- _Point-per-instance localization data_
Content starts
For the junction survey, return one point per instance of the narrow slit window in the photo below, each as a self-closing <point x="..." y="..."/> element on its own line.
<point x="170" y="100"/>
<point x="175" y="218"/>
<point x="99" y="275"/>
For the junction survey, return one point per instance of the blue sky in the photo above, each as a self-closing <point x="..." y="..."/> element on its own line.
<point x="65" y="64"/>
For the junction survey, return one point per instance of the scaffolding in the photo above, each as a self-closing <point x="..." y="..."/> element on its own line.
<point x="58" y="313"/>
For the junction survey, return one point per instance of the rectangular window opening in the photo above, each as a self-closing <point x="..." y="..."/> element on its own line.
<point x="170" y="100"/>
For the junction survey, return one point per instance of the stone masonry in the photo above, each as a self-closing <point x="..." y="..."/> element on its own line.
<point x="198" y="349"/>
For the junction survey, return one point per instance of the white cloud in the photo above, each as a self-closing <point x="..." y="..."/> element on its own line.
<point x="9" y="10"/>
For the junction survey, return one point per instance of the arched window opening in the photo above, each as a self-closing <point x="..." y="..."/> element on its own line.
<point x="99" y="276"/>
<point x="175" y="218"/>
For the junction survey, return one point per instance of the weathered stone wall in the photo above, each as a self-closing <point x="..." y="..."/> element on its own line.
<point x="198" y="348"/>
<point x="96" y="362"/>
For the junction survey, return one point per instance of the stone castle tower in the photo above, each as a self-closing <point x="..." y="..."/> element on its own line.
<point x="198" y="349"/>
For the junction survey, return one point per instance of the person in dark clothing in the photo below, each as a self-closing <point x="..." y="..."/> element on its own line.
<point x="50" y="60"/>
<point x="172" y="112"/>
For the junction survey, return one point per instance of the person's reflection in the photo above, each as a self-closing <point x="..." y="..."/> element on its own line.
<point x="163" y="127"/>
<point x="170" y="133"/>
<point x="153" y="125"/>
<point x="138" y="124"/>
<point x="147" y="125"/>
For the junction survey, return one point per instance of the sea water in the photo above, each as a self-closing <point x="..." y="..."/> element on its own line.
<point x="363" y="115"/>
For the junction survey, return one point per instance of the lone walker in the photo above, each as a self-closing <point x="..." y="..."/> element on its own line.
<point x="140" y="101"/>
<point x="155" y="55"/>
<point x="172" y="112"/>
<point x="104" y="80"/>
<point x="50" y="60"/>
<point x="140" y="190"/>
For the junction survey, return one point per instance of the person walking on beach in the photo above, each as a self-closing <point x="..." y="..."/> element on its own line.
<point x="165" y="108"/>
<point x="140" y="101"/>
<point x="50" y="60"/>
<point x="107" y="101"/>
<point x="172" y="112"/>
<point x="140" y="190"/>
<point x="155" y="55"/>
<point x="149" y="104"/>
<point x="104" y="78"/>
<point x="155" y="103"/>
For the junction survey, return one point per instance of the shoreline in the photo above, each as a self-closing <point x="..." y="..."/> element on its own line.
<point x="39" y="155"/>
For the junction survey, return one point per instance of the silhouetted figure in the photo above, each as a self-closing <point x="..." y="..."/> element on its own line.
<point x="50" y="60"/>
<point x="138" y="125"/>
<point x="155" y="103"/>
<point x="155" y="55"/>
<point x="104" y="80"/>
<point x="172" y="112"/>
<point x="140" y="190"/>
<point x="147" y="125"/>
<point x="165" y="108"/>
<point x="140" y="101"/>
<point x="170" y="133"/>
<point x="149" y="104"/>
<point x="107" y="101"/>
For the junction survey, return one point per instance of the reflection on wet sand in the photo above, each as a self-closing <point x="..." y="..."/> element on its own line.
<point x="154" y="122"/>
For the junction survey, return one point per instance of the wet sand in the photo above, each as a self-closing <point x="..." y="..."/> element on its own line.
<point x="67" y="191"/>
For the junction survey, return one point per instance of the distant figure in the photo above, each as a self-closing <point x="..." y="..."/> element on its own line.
Content ends
- _Task requirements_
Recopy all of the records verbatim.

- _Response area_
For the junction survey, return one point per instance of the narrow slit window in the photo below, each as a self-closing <point x="..." y="..."/> element on its own line.
<point x="170" y="100"/>
<point x="175" y="218"/>
<point x="99" y="275"/>
For the junction survey, return one point per instance of the blue sky in the photo above, each as a self-closing <point x="..." y="..."/> element on its own line.
<point x="65" y="64"/>
For the junction survey, return one point per instance of the scaffolding in the photo above, each as a self-closing <point x="..." y="..."/> element on its own line.
<point x="58" y="313"/>
For the junction survey, return one point per instance of the rectangular window opening in the photo above, each as a self-closing <point x="..." y="..."/> element on its own line.
<point x="170" y="100"/>
For the junction survey, return one point per instance of the stone masonry in the photo above, each as a self-closing <point x="..." y="..."/> element on its own line.
<point x="198" y="349"/>
For the junction survey, return one point per instance of the white cloud in the photo above, each as a self-closing <point x="..." y="..."/> element on its own line.
<point x="9" y="10"/>
For the junction survey, return one point per instance of the arched window opening in the photo above, each as a self-closing <point x="..." y="..."/> element on its own line.
<point x="99" y="276"/>
<point x="175" y="218"/>
For the junction survey, return one point per instance of the weathered stone wall in the photo above, each as a self-closing <point x="..." y="..."/> element on its own line.
<point x="198" y="348"/>
<point x="96" y="362"/>
For the junction survey, return one point per instance of the stone castle tower in the photo above, each as a self-closing <point x="..." y="..."/> element on its own line.
<point x="198" y="349"/>
For the junction survey, return one point per instance of the person in dark clothing in the photo below, each as a self-closing <point x="..." y="..."/> element on its own line.
<point x="50" y="60"/>
<point x="172" y="112"/>
For the junction survey, return one point per instance of the person's reflection in the photo above, each as a self-closing <point x="..." y="..."/> element on its own line.
<point x="163" y="127"/>
<point x="170" y="133"/>
<point x="153" y="125"/>
<point x="138" y="124"/>
<point x="147" y="125"/>
For the junction survey, return one point per instance of the sea water in the photo above, each as a self-closing <point x="..." y="..."/> element on its own line.
<point x="363" y="115"/>
For the junction survey, return one point per instance of the lone walker in the photo above, each as a self-closing <point x="..." y="..."/> element on its own line.
<point x="140" y="101"/>
<point x="155" y="55"/>
<point x="172" y="112"/>
<point x="104" y="80"/>
<point x="50" y="60"/>
<point x="140" y="190"/>
For the junction survey, return one point per instance of the person walking on beach in the photo above, each as a self-closing <point x="..." y="..."/> element on its own line.
<point x="165" y="108"/>
<point x="140" y="101"/>
<point x="50" y="60"/>
<point x="107" y="101"/>
<point x="172" y="112"/>
<point x="140" y="190"/>
<point x="155" y="55"/>
<point x="149" y="104"/>
<point x="104" y="78"/>
<point x="155" y="103"/>
For the junction survey, return one point per instance of the shoreline in the photo above, each as a self-closing <point x="..." y="..."/> element on its own line.
<point x="39" y="155"/>
For the junction survey, return one point per instance of the silhouetted figure in the photo above, each as a self-closing <point x="..." y="..."/> element on its own line.
<point x="50" y="60"/>
<point x="138" y="125"/>
<point x="155" y="103"/>
<point x="155" y="55"/>
<point x="104" y="80"/>
<point x="172" y="112"/>
<point x="140" y="190"/>
<point x="147" y="125"/>
<point x="165" y="108"/>
<point x="140" y="101"/>
<point x="170" y="133"/>
<point x="149" y="104"/>
<point x="107" y="101"/>
For the junction survey, return one point per instance of the reflection on wet sand in the photo above, each as a self-closing <point x="..." y="..."/> element on its own line.
<point x="154" y="122"/>
For the junction survey, return one point per instance of the wet sand in the photo above, each as a self-closing <point x="..." y="..."/> element on its own line.
<point x="67" y="191"/>
For the junction survey, return one point per instance of the distant figure in the photo above, each as a self-closing <point x="..." y="..."/> element on its own line.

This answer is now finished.